__Aim of the task__: Please set down, exactly, the line with "Target: wall fresco painting" and all lines that follow it through the end of the records below.

Region pointing data
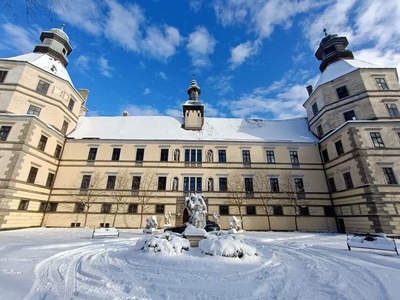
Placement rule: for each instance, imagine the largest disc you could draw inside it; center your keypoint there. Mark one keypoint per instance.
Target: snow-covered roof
(46, 63)
(214, 129)
(342, 67)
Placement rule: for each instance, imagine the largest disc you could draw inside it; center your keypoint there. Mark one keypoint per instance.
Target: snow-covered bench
(376, 241)
(105, 232)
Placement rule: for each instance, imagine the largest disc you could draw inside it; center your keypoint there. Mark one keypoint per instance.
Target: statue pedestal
(194, 240)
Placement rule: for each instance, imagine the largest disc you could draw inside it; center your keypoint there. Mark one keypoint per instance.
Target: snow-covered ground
(67, 264)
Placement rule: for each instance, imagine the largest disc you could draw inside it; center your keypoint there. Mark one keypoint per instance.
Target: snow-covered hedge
(228, 245)
(169, 243)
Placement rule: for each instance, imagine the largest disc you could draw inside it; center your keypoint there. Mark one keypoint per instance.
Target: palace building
(334, 170)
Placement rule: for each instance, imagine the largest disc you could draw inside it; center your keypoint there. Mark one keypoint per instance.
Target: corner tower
(331, 49)
(55, 43)
(193, 109)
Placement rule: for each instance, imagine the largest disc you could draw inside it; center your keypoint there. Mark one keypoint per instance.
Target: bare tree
(236, 194)
(147, 190)
(294, 191)
(121, 191)
(262, 188)
(90, 191)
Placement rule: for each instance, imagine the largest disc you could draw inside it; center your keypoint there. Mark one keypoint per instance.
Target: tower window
(342, 92)
(3, 75)
(393, 111)
(377, 140)
(381, 83)
(34, 110)
(4, 131)
(42, 87)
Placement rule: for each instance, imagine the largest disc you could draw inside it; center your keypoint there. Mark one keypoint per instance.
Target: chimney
(309, 90)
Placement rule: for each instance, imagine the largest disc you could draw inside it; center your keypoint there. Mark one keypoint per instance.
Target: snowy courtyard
(68, 264)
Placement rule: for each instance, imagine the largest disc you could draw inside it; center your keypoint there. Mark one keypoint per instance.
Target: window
(294, 158)
(23, 205)
(347, 180)
(139, 154)
(389, 175)
(339, 148)
(4, 131)
(303, 211)
(381, 83)
(42, 87)
(224, 210)
(164, 155)
(299, 185)
(342, 92)
(64, 128)
(274, 183)
(106, 208)
(250, 210)
(278, 210)
(92, 154)
(193, 157)
(71, 104)
(160, 208)
(331, 184)
(34, 110)
(393, 111)
(3, 75)
(79, 207)
(162, 183)
(349, 115)
(136, 183)
(116, 154)
(248, 187)
(222, 155)
(85, 184)
(377, 140)
(42, 143)
(57, 152)
(132, 208)
(223, 184)
(325, 155)
(32, 175)
(111, 182)
(315, 108)
(270, 157)
(329, 211)
(320, 132)
(50, 180)
(246, 156)
(192, 184)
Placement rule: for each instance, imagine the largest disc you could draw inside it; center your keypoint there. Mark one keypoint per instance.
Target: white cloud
(18, 38)
(201, 44)
(141, 110)
(82, 63)
(104, 67)
(221, 83)
(242, 52)
(161, 45)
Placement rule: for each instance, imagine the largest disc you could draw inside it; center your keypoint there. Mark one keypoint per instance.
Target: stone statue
(177, 153)
(167, 217)
(198, 210)
(209, 156)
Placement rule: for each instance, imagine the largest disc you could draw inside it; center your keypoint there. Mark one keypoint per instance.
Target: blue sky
(251, 58)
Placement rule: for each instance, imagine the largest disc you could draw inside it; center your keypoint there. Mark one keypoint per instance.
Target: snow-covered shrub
(228, 245)
(167, 242)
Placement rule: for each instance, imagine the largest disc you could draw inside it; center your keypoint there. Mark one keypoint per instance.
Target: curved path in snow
(285, 269)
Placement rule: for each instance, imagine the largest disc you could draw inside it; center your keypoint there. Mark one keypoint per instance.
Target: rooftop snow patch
(343, 67)
(46, 63)
(214, 129)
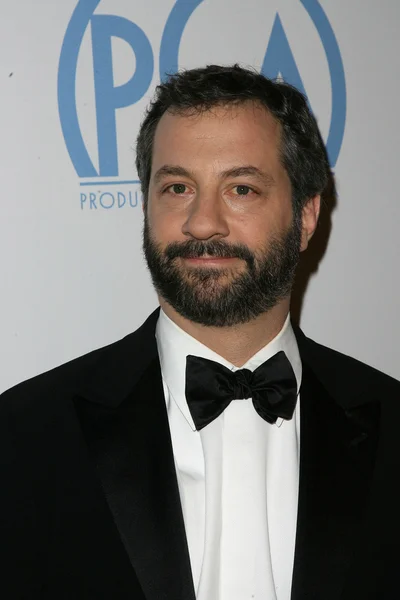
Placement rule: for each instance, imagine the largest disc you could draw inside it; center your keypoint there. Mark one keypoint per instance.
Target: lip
(210, 260)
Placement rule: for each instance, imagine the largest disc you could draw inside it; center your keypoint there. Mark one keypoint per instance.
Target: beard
(223, 297)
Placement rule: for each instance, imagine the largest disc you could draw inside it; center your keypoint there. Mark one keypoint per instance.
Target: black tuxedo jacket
(89, 503)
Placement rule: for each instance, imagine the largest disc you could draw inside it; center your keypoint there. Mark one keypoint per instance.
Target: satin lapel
(131, 447)
(337, 453)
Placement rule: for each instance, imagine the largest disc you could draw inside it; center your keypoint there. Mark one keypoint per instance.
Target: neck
(238, 343)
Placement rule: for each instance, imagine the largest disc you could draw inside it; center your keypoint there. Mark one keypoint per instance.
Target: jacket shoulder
(345, 375)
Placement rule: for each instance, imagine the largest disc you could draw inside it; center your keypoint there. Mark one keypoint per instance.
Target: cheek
(164, 226)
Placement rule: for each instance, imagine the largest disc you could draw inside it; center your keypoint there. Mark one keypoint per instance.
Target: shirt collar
(174, 345)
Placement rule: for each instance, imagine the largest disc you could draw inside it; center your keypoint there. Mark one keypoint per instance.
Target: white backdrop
(72, 275)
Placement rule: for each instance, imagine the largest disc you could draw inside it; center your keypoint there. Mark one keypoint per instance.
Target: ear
(310, 215)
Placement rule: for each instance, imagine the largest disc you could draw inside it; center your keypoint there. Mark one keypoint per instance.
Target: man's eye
(243, 190)
(178, 188)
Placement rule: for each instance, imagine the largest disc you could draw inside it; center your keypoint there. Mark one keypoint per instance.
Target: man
(216, 452)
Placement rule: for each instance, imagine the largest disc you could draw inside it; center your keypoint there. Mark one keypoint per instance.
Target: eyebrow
(242, 171)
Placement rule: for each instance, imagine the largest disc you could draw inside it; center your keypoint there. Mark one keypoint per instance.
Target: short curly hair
(303, 152)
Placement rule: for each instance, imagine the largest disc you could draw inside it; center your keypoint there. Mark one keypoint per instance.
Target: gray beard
(201, 294)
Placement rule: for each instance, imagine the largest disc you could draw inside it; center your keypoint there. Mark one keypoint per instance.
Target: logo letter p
(108, 97)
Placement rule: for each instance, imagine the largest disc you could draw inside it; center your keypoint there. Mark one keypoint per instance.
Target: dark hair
(302, 150)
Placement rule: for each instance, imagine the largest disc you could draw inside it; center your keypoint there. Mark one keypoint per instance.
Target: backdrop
(75, 80)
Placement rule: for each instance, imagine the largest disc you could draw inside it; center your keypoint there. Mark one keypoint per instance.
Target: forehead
(243, 134)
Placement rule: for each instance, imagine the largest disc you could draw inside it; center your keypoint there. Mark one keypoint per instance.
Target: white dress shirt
(238, 478)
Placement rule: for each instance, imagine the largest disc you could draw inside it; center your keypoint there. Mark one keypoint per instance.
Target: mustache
(216, 248)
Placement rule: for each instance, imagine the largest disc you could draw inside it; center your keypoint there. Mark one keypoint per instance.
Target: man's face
(220, 239)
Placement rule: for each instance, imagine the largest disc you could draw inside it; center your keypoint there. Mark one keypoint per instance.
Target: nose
(206, 219)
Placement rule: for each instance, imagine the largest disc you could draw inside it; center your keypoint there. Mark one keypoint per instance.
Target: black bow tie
(210, 388)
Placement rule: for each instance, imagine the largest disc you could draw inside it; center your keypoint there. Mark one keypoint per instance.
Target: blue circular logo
(109, 98)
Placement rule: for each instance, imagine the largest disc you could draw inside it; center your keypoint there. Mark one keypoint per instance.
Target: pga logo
(108, 97)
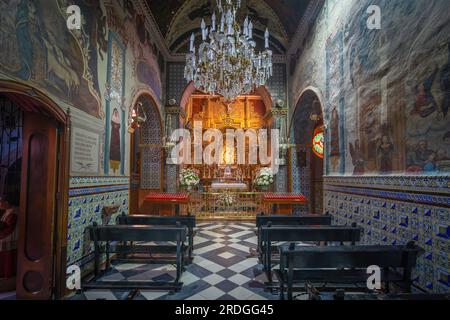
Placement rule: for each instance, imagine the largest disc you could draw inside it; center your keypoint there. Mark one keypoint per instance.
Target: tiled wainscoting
(88, 196)
(396, 210)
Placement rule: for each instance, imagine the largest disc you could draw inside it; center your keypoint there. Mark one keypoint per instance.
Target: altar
(228, 186)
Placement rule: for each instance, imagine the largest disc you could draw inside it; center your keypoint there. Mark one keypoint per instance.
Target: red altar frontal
(283, 203)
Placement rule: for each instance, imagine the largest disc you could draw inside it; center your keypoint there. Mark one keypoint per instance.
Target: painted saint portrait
(335, 151)
(385, 151)
(114, 147)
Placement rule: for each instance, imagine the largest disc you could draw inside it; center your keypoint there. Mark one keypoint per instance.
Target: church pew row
(114, 240)
(280, 220)
(187, 221)
(326, 234)
(344, 265)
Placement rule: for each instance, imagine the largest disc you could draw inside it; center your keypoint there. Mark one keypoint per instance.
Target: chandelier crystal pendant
(226, 63)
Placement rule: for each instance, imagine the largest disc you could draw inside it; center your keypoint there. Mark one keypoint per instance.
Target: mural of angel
(357, 158)
(425, 104)
(385, 151)
(335, 150)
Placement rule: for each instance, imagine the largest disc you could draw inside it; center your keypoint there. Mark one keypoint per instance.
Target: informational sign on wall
(85, 152)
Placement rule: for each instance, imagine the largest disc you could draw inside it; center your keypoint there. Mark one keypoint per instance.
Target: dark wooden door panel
(37, 208)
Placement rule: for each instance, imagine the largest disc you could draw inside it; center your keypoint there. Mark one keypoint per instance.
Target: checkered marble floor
(222, 269)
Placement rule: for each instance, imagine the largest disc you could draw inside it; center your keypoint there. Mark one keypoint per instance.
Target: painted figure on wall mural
(385, 151)
(41, 50)
(425, 104)
(9, 209)
(445, 85)
(114, 149)
(335, 133)
(357, 158)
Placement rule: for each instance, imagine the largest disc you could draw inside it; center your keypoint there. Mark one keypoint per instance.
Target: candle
(213, 27)
(222, 23)
(191, 48)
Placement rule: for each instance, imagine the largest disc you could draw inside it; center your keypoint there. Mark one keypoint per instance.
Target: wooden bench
(344, 265)
(270, 234)
(114, 240)
(187, 221)
(278, 220)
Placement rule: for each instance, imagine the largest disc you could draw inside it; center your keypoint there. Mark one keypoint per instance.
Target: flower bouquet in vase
(264, 179)
(189, 179)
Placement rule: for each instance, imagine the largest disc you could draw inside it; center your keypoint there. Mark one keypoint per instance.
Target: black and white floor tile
(223, 269)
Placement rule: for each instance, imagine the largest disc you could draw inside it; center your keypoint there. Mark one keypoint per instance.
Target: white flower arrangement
(264, 178)
(189, 178)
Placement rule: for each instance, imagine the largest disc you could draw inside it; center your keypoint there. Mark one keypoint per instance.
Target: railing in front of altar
(227, 205)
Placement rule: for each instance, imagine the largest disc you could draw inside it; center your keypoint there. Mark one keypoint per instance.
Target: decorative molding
(85, 182)
(302, 31)
(423, 184)
(97, 190)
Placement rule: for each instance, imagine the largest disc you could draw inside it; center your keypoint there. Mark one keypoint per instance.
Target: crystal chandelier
(226, 63)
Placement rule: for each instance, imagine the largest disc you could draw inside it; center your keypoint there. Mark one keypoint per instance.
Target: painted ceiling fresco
(178, 18)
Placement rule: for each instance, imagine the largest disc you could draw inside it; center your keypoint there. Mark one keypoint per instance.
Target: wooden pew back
(311, 233)
(303, 220)
(187, 221)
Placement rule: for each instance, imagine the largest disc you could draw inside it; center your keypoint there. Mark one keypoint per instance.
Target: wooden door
(37, 208)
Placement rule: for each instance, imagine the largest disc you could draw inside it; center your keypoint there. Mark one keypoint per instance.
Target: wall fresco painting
(115, 110)
(40, 49)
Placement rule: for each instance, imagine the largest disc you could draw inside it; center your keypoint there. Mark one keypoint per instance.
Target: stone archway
(147, 155)
(308, 166)
(43, 203)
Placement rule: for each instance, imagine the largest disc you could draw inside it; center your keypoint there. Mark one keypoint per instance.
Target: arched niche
(308, 166)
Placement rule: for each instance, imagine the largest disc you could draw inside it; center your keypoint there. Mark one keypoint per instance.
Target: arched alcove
(308, 163)
(147, 166)
(33, 125)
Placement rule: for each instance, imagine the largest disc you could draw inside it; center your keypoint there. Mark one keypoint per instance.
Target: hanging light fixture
(225, 62)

__Task result__:
Target: wall fresco painting
(115, 110)
(40, 49)
Placement rule: for each instance, imagine the largest disc you could draw inside it; center your keypoint there. Mark one keypoint per instance.
Target: stone archway
(147, 155)
(308, 166)
(43, 203)
Placement rule: for each instance, imagine the largest disc you could draw inside it; center your keypoint there. Mark one keypoint per instance.
Target: arched niche
(308, 166)
Placement rule: for each instance, imagine the largest disc you could draw inside it; center your keypoint there. Mark one keypoint per instance.
Target: arched alcove
(308, 163)
(147, 166)
(33, 125)
Placement rule: for each instance, imagine the largest disc you could draw inside it; center your keypoint there. Mark one keypoint per instance.
Target: hanging light fixture
(225, 62)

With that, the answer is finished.